**WHAT THIS TASK INVOLVES**:
Counting only lines of the listing below that hold the word "pillow", give the total and nothing else.

**RECORDS FOR THE EXERCISE**:
-- Opening Marker --
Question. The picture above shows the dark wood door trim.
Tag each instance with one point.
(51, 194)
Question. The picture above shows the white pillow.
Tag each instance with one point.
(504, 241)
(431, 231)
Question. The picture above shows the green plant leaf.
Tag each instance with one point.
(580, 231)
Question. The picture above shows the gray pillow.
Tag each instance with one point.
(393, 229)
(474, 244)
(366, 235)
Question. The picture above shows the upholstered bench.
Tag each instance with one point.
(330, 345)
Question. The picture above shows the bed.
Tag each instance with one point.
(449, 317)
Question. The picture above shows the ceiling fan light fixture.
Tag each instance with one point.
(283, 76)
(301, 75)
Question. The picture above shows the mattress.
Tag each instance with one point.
-- Closing Marker --
-- Opening Marker --
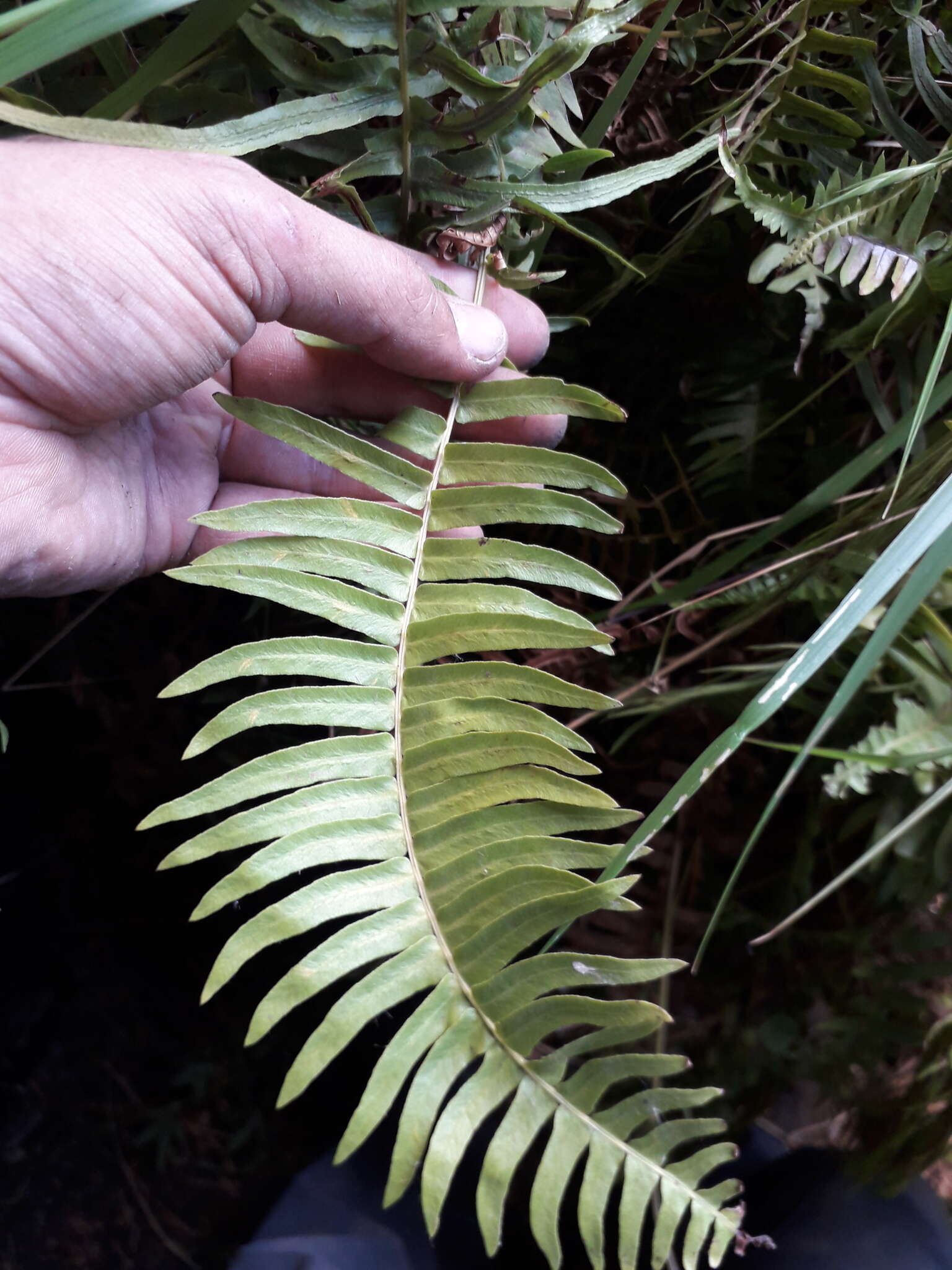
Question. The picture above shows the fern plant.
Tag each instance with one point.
-- Closing Marker --
**ANSWER TO THIS TASK**:
2